SİYASETEN BAHAR TEMİZLİĞİ YAPMANIN ZAMANI GELDİ
Önümüzde belediye başkanlığı seçimleri var. Hanımlar siz evde bahar temizliği yaparsınız değil mi? Bahar gelir, çiçekler açar, kuşlar ötmeye başlar, ağaçlar çiçeğe durur, bütün doğanın güzelliklerini görürsünüz ve evde de temizlik başlar, bir bahar temizliği yaparız. Şimdi bu bahar temizliğini siyaseten yapmanın zamanı geldi. Önümüzde yerel seçimler var. Türkiye’nin bir bahar temizliğine ihtiyacı var, Türkiye güzel bir bahar temizliği yaşamalı. Türkiye’yi, ekonomisini bu hale getirenleri temizleyip bir tarafa bırakalım. Hiçbir vatandaşıma niye şu partiye oy verdin demedim. Hiçbir vatandaşıma niye beni eleştirdin diye bir söz de söylemedim. Çünkü ben demokrasiye inanan bir insanım. Akıl akıldan üstündür. Eksiğimiz olur, yanlışımız olur, hatamız olur, vatandaşımız bize hatırlatır. Ama bir şey konusunda ödün vermem: Bir, siyasette temizlik. Siyasette kirlilik olmamalı. Siyasette, siyasetçi hesap vermeli. Milyarları, trilyonları harcayacaksınız, nereye harcandığını kimse bilmeyecek. Kendinize, oturacaksınız, görkemli bir saray yapacaksınız, sarayın kaça mal olduğunu kimse bilmeyecek. Kimin parasıyla yapıldı bu? Milletin parasıyla yapıldı. Milletin parasıyla yapıldıysa, millet bunun bedelini öğrenmek istemez mi? Kaça yapıldığını sorduğunuz zaman suç işlemiş olacaksınız. Bu anlayışı tamamen kaldıracağız. Temiz siyaset, güzel siyaset, halka yakın siyaset, halk için siyaset.

[Verilen görev]
Yukarıdaki siyasette bahar temizliği metnini başlığıyla birlikte, baştan sona kelimesi kelimesine yeniden yazar mısın?

[Liste]
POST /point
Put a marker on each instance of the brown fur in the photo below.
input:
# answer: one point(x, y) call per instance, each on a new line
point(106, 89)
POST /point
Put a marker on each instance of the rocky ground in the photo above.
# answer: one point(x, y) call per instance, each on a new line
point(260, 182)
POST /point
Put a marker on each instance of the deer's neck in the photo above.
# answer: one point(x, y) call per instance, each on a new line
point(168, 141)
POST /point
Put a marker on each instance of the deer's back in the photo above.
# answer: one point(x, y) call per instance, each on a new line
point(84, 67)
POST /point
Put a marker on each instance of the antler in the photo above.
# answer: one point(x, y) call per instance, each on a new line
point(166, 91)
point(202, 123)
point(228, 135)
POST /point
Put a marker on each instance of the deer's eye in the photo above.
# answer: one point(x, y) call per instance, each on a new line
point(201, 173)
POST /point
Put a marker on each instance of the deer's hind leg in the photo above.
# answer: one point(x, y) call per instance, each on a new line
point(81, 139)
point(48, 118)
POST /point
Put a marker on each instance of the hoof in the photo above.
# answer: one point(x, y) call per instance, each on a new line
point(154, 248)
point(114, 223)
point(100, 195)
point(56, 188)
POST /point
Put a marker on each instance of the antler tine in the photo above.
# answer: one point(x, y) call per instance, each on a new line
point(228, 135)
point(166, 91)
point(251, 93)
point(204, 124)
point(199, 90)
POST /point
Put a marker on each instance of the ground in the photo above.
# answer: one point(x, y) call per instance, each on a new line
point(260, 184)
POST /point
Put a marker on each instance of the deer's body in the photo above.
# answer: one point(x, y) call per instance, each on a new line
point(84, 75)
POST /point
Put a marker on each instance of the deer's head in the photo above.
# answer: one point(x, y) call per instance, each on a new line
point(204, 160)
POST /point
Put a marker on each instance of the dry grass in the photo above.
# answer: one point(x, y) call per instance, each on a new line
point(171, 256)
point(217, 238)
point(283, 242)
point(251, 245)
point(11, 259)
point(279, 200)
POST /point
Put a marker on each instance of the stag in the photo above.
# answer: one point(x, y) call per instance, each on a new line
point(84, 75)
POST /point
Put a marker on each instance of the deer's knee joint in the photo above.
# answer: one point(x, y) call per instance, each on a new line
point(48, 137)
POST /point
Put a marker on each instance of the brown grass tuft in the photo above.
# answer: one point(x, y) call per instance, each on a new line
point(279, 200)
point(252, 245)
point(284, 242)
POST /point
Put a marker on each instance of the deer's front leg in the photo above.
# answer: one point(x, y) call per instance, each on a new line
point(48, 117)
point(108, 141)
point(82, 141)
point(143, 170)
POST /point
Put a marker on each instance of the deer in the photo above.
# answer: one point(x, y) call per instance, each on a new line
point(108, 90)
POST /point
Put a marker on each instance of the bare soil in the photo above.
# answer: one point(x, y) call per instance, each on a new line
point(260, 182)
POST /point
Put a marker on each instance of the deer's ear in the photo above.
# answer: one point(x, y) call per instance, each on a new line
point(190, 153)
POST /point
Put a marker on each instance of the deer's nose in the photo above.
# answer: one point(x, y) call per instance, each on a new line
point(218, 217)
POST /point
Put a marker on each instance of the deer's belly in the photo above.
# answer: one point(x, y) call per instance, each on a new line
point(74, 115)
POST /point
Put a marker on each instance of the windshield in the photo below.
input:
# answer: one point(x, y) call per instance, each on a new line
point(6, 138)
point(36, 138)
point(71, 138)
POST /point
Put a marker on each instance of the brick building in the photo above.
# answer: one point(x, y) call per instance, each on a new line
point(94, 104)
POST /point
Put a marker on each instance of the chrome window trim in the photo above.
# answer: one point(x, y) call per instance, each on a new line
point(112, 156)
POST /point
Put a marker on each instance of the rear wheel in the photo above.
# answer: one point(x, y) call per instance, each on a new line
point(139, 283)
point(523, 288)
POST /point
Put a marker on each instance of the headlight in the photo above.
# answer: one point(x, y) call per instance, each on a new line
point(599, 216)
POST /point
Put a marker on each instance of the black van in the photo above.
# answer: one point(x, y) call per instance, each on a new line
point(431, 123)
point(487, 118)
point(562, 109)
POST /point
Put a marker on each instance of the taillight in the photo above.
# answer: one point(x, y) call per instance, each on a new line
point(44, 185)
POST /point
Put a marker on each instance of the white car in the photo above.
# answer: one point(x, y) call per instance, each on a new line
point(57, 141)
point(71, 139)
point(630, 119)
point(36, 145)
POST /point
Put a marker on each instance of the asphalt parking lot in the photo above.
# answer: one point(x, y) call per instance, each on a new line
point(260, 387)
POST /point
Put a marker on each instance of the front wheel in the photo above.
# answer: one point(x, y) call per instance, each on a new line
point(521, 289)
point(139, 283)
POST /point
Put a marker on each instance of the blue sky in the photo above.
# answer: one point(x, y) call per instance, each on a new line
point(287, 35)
...
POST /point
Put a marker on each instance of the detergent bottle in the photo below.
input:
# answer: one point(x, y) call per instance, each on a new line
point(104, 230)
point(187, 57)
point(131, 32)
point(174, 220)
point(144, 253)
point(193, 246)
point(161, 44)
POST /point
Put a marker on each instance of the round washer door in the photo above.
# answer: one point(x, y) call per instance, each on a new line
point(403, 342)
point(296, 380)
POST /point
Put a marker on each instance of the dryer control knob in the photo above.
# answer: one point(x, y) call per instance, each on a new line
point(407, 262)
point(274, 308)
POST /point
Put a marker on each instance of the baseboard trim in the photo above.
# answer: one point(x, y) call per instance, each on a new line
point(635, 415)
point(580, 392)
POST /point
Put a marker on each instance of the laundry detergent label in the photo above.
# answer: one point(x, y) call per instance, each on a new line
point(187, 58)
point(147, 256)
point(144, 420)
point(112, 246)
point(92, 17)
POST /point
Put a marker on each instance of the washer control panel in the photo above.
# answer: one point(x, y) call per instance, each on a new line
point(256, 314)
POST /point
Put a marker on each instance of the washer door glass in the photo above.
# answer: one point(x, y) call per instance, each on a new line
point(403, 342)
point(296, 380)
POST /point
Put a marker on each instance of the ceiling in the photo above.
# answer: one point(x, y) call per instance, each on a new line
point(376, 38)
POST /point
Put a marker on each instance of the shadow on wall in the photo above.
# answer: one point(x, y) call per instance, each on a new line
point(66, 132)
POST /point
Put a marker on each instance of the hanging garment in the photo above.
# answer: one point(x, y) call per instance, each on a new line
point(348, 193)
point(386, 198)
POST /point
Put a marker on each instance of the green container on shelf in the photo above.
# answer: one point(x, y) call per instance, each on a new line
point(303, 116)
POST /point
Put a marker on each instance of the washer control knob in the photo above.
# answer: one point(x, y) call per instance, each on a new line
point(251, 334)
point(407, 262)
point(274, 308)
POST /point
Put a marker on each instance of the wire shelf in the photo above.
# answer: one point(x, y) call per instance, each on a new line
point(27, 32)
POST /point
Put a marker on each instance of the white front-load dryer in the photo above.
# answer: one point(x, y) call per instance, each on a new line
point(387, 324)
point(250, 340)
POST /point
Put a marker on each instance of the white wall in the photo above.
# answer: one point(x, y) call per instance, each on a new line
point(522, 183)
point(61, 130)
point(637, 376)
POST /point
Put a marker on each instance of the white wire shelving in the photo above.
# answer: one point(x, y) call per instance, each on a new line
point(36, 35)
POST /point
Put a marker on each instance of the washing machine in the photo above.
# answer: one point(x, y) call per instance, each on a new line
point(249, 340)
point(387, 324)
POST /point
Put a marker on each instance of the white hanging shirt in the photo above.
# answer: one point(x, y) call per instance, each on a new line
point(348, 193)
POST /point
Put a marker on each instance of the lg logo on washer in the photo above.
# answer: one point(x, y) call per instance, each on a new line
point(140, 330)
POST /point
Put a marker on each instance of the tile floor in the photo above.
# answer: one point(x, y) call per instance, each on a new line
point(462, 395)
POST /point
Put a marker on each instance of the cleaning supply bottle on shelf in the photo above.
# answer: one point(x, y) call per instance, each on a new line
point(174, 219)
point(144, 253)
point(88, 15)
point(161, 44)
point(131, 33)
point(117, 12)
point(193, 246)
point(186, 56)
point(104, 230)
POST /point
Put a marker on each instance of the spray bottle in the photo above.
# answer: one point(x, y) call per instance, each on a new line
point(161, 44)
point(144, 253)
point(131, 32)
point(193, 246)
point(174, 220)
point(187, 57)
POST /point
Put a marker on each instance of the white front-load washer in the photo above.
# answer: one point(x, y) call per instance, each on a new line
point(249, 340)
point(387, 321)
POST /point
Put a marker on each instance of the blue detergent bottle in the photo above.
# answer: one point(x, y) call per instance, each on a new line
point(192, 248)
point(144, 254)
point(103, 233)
* * *
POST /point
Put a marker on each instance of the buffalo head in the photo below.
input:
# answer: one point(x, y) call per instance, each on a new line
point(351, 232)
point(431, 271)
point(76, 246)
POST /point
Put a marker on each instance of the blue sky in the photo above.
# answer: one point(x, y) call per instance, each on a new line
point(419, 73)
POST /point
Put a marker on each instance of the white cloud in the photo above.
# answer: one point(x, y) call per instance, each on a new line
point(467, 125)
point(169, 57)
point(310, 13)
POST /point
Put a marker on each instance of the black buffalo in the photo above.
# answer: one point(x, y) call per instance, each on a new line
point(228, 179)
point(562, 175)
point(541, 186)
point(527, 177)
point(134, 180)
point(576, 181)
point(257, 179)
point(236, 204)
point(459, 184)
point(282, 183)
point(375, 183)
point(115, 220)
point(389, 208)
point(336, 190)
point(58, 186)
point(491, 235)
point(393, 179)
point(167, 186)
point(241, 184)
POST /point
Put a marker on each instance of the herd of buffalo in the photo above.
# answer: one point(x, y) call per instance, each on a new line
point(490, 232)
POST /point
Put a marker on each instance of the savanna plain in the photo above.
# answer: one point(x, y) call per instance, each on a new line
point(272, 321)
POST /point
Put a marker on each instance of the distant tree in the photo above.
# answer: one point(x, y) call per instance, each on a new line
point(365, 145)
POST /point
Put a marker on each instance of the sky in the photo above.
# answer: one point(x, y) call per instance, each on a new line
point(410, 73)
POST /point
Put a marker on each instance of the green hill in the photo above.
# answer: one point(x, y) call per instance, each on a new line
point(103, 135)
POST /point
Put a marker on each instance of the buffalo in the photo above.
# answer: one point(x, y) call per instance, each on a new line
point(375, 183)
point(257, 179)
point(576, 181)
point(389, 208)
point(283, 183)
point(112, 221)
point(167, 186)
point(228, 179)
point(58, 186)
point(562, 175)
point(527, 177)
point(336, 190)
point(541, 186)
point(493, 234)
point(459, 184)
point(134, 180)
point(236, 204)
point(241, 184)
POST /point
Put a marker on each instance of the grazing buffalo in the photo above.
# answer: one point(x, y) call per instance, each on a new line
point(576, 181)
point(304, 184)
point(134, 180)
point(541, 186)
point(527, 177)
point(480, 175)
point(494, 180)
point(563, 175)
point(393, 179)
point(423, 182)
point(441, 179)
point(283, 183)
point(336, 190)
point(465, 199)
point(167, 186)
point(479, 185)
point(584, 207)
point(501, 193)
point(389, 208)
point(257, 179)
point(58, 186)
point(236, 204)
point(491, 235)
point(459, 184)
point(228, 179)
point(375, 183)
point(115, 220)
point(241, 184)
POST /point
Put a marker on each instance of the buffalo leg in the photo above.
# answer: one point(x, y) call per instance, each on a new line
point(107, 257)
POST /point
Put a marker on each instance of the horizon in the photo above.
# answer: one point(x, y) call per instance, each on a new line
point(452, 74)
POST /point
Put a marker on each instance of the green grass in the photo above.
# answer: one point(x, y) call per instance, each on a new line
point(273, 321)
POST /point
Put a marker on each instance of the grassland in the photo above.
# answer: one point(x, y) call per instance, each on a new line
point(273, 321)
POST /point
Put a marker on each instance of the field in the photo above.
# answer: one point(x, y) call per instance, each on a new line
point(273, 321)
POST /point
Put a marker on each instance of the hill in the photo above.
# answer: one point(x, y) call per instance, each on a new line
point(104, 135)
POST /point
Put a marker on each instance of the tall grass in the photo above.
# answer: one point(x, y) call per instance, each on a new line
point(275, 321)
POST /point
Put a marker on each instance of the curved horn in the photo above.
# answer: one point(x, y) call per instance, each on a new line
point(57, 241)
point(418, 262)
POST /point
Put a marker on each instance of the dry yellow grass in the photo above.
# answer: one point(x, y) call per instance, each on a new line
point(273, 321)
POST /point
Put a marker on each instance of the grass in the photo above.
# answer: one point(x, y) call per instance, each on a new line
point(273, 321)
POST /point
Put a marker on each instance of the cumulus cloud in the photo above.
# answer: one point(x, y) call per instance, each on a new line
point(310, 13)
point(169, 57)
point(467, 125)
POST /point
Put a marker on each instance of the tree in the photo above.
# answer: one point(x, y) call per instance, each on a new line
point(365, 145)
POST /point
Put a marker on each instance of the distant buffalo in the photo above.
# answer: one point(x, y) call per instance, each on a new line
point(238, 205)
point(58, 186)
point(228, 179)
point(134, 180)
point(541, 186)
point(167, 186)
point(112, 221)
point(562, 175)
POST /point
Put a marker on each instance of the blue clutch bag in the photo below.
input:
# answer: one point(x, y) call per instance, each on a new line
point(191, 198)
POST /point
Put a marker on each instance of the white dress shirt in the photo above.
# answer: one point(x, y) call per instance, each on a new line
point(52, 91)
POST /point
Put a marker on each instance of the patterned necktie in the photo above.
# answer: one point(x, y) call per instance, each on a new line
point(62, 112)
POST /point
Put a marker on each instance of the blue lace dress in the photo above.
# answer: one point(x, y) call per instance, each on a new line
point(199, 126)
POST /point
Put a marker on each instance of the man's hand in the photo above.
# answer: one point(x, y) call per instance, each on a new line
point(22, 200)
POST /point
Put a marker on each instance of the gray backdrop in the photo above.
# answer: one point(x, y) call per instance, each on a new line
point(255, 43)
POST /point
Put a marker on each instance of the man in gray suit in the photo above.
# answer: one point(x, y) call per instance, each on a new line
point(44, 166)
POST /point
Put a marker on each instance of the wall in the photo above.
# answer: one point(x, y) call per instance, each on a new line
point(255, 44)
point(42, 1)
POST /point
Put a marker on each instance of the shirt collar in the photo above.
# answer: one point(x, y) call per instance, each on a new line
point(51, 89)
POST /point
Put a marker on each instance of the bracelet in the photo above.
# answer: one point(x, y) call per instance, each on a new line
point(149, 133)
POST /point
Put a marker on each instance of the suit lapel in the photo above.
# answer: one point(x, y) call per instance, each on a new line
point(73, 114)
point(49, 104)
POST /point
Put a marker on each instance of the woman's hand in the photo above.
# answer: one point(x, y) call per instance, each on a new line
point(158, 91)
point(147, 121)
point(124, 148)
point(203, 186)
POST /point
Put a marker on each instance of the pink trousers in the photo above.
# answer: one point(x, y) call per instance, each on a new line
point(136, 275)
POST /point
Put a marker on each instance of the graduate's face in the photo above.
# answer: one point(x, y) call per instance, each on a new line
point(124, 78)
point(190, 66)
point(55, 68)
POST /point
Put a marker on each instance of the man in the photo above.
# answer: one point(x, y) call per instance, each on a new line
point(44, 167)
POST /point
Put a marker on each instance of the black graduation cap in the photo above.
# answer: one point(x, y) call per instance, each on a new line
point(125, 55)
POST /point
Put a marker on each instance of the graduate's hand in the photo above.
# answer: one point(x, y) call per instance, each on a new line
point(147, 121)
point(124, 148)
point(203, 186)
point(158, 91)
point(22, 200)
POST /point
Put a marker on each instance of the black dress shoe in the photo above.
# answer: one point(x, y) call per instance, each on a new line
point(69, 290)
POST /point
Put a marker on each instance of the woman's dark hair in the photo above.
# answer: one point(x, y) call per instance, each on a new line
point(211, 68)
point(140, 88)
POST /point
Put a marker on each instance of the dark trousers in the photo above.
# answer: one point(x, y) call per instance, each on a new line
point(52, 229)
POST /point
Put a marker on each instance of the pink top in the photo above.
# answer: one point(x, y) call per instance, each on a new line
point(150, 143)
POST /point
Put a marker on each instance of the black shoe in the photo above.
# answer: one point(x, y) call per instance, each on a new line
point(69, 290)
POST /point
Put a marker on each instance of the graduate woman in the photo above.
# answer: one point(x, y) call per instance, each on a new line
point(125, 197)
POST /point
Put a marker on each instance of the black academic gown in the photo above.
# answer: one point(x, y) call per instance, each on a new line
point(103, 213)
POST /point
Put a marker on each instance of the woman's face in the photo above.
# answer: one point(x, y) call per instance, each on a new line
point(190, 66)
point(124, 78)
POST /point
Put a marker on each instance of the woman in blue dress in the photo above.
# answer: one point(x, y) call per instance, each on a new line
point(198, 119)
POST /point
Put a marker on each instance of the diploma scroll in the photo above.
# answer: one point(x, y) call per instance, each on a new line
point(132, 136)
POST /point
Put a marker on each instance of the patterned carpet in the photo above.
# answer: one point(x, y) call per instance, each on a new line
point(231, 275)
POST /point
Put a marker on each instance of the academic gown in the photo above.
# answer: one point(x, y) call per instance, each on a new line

[Yanıt]
SİYASETEN BAHAR TEMİZLİĞİ YAPMANIN ZAMANI GELDİ
Önümüzde belediye başkanlığı seçimleri var. Hanımlar siz evde bahar temizliği yaparsınız değil mi? Bahar gelir, çiçekler açar, kuşlar ötmeye başlar, ağaçlar çiçeğe durur, bütün doğanın güzelliklerini görürsünüz ve evde de temizlik başlar, bir bahar temizliği yaparız. Şimdi bu bahar temizliğini siyaseten yapmanın zamanı geldi. Önümüzde yerel seçimler var. Türkiye’nin bir bahar temizliğine ihtiyacı var, Türkiye güzel bir bahar temizliği yaşamalı. Türkiye’yi, ekonomisini bu hale getirenleri temizleyip bir tarafa bırakalım. Hiçbir vatandaşıma niye şu partiye oy verdin demedim. Hiçbir vatandaşıma niye beni eleştirdin diye bir söz de söylemedim. Çünkü ben demokrasiye inanan bir insanım. Akıl akıldan üstündür. Eksiğimiz olur, yanlışımız olur, hatamız olur, vatandaşımız bize hatırlatır. Ama bir şey konusunda ödün vermem: Bir, siyasette temizlik. Siyasette kirlilik olmamalı. Siyasette, siyasetçi hesap vermeli. Milyarları, trilyonları harcayacaksınız, nereye harcandığını kimse bilmeyecek. Kendinize, oturacaksınız, görkemli bir saray yapacaksınız, sarayın kaça mal olduğunu kimse bilmeyecek. Kimin parasıyla yapıldı bu? Milletin parasıyla yapıldı. Milletin parasıyla yapıldıysa, millet bunun bedelini öğrenmek istemez mi? Kaça yapıldığını sorduğunuz zaman suç işlemiş olacaksınız. Bu anlayışı tamamen kaldıracağız. Temiz siyaset, güzel siyaset, halka yakın siyaset, halk için siyaset.